**Text for analysis**
Hoylman seeks to hold social media accountable for violent hate speech, vaccine misinfo
Brad Hoylman wants to turn Big Tech’s algorithms against it, in order to stop the spread of violent hate speech, anti-vaxx untruths and self-harm.
The state senator is seething, way beyond an angry emoji, over how Facebook and other platforms have been able to dodge consequences, all the while feeding the madness.
In the week before the one-year anniversary of the Jan. 6 riot at the U.S. Capitol, and as vaccine hesitancy helps fuel the Omicron variant, Hoylman announced new legislation (S.7568) to hold social media platforms accountable for “knowingly promoting disinformation, violent hate speech and other unlawful content that could harm others.”
Section 230 of the federal Communications Decency Act protects social media platforms from being treated as publishers or speakers of content shared by users on their apps and Web sites. However, Hoylman’s proposed legislation instead focuses on the “active choices” these tech companies make when implementing algorithms designed to promote the most controversial and harmful content — content that, according to Hoylman, “creates a general threat to public health and safety.”

**Data section**
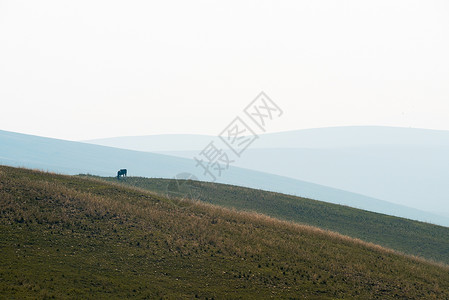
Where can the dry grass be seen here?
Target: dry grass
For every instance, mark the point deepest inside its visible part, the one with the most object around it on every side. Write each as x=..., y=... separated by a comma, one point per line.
x=127, y=242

**What you will do**
(A) Print the part of the article on Hoylman's social media bill from "Hoylman seeks to" up to and including "feeding the madness.".
(B) Proceed with the article on Hoylman's social media bill from the point where it stops.

**Answers in order**
(A)
Hoylman seeks to hold social media accountable for violent hate speech, vaccine misinfo
Brad Hoylman wants to turn Big Tech’s algorithms against it, in order to stop the spread of violent hate speech, anti-vaxx untruths and self-harm.
The state senator is seething, way beyond an angry emoji, over how Facebook and other platforms have been able to dodge consequences, all the while feeding the madness.

(B)
“Social media algorithms are specially programmed to spread disinformation and hate speech at the expense of the public good,” Hoylman said. “The prioritization of this type of content has real-life costs to public health and safety. So when social media push anti-vaccine falsehoods and help domestic terrorists plan a riot at the U.S. Capitol, they must be held accountable. Our new legislation will force social media companies to be held accountable for the dangers they promote.”
For years, social media companies have claimed protection from legal consequences of their actions relating to content on their Web sites by citing Section 230. However, Hoylman argues, social media Web sites are no longer simply an “impassive” host for their users’ content.
On the contrary, many social media companies employ complex algorithms designed to put the most controversial and provocative content in front of users as much as possible, Hoylman and others charge. These algorithms drive engagement with their platforms, keep users hooked and increase profits. In other words, Hoylman argues, social media companies employing these algorithms “are active participants in the conversation.”
As the bill states, “No person…shall knowingly or recklessly create, maintain or contribute to a condition in New York State that endangers the safety or health of the public through the promotion of content, including through the use of algorithms or other automated systems that prioritize content by a method other than solely by [the] time and date such content was created… .”
This past October, Frances Haugen, a former Facebook employee, testified before United States senators that the tech behemoth knew of research proving that its product was harmful to teenagers but purposefully hid these findings from the public. The whistle blower also said that Facebook was willing to use hateful content to keep users glued to the site.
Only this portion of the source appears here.